[TEXTE EXTRAIT]

A tous les moments de sa vie, le critique sera obsédé par sa passion, celle d’aller au-delà des frontières déjà explorées par le surréalisme, le cubisme ou l’art abstrait géométrique…

Il commence à collaborer  avec Paul Facchetti, ce galeriste franco-italien spécialisé dans l’abstraction lyrique. Sa galerie du VIème arrondissement encourage ce courant qui valorise l’expression de l’émotion individuelle du peintre. Au contact de Fachetti, Michel Tapié découvre l’expressionnisme abstrait américain, qui mêle l'intensité émotionnelle avec l'esthétique anti-figurative. Le critique d’art se passionne immédiatement pour ce mouvement issu de l’école de New York. 

L’Amérique, "un départ à zéro réel"

Très tôt, Michel Tapié a pris conscience de l’importance de la peinture moderne américaine dans cette période d’après-guerre. Pour lui, les Etats-Unis s’apparentent à une forme de primitivité qu’il faut aller explorer. 

"Je pense que pour des expériences sincères et profondes de la non-figuration, l’Amérique aura bénéficié d’un climat spécifiquement propice, dû à un départ à zéro réel (...), à un comportement très libre vis-à-vis de cette non-figuration, loin de tout sectarisme insupportable et de tout purisme hors de propos. (...) L’Amérique est devenue le carrefour géographique réel de la confrontation des problèmes, les plus profonds des grands courants artistiques d’Orient et d’Occident."

A partir de 1945, le marché mondial de l’art connaît une  profonde reconfiguration. Des deux côtés de l’océan Atlantique, à Paris comme à New York, les initiatives artistiques se multiplient, se découvrent et se complètent. Et Michel Tapié l’a bien compris. Il va tout faire pour devenir un passeur d’influences entre les deux continents... 

Pour parvenir à son but, le critique d’art va utiliser l’une de ses bottes secrètes… Depuis 1946, il a noué une très forte amitié avec le peintre Georges Mathieu. Cet artiste a suivi des études d’anglais, et connaît bien les Etats-Unis. En plus, il est chargé des relations publiques de la compagnie maritime "United States Lines" et il en dirige la revue, "United States Lines Paris Review". C’est grâce à lui que Michel Tapié écrit des préfaces de catalogue d’exposition, publiées dans la presse américaine.

[/TEXTE EXTRAIT]
[DONNÉES FOURNIES]

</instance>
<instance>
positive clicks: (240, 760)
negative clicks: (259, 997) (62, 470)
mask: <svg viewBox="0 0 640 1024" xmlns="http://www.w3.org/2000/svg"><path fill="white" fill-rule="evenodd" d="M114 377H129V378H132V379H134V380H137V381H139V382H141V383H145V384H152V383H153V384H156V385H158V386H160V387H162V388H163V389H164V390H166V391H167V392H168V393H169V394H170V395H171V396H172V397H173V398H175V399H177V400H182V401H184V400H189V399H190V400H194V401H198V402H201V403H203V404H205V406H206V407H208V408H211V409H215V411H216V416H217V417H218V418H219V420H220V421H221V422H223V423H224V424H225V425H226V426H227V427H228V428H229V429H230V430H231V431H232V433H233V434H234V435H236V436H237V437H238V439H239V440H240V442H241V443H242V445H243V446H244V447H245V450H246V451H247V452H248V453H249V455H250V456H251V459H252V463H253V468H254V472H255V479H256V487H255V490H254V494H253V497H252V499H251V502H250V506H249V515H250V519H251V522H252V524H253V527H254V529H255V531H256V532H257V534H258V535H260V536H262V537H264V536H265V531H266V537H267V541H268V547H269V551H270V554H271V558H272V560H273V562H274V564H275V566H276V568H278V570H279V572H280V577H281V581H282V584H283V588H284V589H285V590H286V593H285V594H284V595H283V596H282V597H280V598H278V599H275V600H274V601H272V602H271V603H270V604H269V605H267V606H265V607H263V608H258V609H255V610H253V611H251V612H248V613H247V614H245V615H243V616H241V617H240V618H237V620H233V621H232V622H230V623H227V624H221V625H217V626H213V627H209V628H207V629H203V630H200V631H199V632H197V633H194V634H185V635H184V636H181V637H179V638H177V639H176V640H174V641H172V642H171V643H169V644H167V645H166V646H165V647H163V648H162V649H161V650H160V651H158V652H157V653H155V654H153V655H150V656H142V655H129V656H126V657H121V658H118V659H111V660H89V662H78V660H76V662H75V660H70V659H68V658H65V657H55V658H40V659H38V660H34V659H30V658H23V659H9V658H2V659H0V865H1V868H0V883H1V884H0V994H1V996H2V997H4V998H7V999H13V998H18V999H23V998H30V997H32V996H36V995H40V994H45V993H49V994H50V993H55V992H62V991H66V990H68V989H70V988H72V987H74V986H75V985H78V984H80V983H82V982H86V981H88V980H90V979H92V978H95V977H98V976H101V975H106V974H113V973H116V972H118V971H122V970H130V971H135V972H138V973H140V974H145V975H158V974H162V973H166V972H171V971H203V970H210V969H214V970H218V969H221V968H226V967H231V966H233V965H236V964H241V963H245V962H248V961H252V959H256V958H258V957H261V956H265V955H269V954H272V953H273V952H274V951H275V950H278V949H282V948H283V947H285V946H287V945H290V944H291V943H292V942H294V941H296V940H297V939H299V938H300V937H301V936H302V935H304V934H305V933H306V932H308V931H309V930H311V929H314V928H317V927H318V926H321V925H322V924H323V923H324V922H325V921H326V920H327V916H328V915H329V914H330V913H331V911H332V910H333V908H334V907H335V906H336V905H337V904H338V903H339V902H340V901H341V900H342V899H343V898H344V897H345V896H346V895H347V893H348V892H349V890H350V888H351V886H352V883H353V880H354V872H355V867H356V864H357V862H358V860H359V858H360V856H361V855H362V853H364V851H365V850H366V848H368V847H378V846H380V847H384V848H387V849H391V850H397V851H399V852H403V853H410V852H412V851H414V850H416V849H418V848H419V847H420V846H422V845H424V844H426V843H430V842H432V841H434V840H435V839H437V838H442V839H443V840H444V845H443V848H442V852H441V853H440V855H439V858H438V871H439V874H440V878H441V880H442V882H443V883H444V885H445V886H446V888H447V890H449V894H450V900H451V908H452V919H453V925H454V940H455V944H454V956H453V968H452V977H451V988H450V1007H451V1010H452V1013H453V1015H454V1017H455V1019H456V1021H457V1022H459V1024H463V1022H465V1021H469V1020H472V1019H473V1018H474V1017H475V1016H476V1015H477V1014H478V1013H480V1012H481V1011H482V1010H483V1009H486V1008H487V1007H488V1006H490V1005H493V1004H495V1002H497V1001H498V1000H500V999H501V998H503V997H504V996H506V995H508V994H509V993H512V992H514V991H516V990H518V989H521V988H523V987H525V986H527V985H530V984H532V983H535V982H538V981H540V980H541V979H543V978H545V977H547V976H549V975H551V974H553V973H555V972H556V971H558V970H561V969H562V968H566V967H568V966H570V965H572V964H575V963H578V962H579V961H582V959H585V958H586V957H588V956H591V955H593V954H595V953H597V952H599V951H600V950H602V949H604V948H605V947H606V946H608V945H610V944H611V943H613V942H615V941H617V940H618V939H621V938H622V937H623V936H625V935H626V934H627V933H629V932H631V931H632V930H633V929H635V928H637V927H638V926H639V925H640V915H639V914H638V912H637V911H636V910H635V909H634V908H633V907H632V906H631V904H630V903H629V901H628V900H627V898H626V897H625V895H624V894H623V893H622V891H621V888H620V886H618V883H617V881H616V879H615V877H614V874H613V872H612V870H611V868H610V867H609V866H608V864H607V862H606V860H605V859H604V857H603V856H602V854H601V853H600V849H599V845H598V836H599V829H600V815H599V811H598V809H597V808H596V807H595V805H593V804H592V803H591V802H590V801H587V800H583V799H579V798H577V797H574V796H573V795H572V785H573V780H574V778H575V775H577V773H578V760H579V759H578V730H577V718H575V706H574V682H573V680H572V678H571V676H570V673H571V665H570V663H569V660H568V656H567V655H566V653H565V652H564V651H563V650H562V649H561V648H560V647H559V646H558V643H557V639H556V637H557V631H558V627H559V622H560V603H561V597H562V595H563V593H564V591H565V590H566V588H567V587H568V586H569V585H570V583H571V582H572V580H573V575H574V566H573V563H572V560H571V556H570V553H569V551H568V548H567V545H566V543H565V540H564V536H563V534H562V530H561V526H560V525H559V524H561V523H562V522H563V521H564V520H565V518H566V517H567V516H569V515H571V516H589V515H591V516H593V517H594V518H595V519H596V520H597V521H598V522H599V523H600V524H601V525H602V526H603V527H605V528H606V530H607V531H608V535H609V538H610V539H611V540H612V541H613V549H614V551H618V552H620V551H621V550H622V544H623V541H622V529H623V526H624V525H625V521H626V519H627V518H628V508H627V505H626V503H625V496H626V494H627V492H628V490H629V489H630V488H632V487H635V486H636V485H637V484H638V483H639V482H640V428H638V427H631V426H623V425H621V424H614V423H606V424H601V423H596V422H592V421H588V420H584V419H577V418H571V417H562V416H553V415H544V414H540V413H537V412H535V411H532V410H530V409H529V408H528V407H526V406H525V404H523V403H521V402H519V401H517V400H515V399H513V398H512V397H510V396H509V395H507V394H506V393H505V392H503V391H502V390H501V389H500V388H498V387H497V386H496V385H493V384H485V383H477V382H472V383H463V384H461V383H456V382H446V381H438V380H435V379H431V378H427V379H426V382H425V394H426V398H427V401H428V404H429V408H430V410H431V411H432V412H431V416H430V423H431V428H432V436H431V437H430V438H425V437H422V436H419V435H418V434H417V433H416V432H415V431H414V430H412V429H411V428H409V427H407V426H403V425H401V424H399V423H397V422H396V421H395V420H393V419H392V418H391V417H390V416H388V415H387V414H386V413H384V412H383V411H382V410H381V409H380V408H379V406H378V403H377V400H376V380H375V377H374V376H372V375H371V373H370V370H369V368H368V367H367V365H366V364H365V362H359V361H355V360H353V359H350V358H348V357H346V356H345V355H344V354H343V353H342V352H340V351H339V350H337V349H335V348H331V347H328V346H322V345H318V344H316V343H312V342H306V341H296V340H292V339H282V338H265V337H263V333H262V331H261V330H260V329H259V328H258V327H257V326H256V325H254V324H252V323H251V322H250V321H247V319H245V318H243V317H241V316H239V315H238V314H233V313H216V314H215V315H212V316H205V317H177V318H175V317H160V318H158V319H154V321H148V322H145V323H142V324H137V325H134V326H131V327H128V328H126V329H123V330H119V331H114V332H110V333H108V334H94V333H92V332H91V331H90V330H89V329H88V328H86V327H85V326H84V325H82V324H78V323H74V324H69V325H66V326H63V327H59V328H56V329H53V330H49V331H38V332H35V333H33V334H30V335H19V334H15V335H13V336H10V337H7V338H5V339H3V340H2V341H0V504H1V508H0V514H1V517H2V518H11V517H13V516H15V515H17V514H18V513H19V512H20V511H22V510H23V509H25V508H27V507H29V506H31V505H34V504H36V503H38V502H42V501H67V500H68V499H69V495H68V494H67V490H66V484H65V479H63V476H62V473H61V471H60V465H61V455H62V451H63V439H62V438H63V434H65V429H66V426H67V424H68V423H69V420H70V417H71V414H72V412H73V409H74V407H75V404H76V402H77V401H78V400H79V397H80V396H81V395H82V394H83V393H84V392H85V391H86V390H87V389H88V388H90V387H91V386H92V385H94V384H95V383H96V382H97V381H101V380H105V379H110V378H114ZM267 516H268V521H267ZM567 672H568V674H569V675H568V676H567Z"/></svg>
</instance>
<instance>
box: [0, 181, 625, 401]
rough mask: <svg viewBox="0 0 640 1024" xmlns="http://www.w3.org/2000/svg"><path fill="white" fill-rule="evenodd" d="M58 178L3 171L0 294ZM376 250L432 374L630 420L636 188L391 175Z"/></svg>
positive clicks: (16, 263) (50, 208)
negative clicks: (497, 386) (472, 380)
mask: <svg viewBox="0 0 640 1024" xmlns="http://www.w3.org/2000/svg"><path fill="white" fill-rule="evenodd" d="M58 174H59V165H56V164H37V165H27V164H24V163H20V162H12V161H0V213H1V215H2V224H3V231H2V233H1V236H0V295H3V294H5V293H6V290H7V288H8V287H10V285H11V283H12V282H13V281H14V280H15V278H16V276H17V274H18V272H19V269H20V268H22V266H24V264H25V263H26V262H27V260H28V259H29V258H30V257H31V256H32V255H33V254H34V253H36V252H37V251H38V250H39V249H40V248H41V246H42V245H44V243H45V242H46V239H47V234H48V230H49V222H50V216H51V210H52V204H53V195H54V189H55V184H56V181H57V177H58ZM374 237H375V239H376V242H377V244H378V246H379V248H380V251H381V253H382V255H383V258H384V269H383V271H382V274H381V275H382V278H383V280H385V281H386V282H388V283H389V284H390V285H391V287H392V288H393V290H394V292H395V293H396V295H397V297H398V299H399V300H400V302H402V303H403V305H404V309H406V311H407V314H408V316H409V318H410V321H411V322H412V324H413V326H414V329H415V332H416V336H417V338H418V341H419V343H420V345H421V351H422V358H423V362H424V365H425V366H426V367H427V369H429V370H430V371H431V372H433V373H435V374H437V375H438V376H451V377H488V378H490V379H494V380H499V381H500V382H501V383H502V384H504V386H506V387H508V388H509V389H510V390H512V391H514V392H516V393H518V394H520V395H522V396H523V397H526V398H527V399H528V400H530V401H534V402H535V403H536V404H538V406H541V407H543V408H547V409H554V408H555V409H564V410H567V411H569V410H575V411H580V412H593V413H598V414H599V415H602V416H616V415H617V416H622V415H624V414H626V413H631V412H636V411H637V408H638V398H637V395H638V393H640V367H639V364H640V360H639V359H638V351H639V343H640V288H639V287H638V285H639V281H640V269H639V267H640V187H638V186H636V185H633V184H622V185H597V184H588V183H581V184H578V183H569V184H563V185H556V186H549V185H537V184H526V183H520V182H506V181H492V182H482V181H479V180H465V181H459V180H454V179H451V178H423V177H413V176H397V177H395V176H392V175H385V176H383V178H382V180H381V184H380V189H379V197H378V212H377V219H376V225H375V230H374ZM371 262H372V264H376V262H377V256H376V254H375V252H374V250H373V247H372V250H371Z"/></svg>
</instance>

[/DONNÉES FOURNIES]

• _CONSIGNES_:
A - D'après le texte extrait, depuis quelle année Michel Tapié est-il lié d'amitié avec le peintre Georges Mathieu ?
B - Recopiez les lignes placées après le texte extrait, de la toute première jusqu'à celle qui contient « negative clicks: (259, 997) (62, 470) » incluse, en substituant « clics positifs » à « positive clicks ».
Les lignes n'ont aucun rapport avec le texte extrait.

• _CORRIGÉS_:
A - Depuis 1946.

B -
</instance>
<instance>
clics positifs: (240, 760)
negative clicks: (259, 997) (62, 470)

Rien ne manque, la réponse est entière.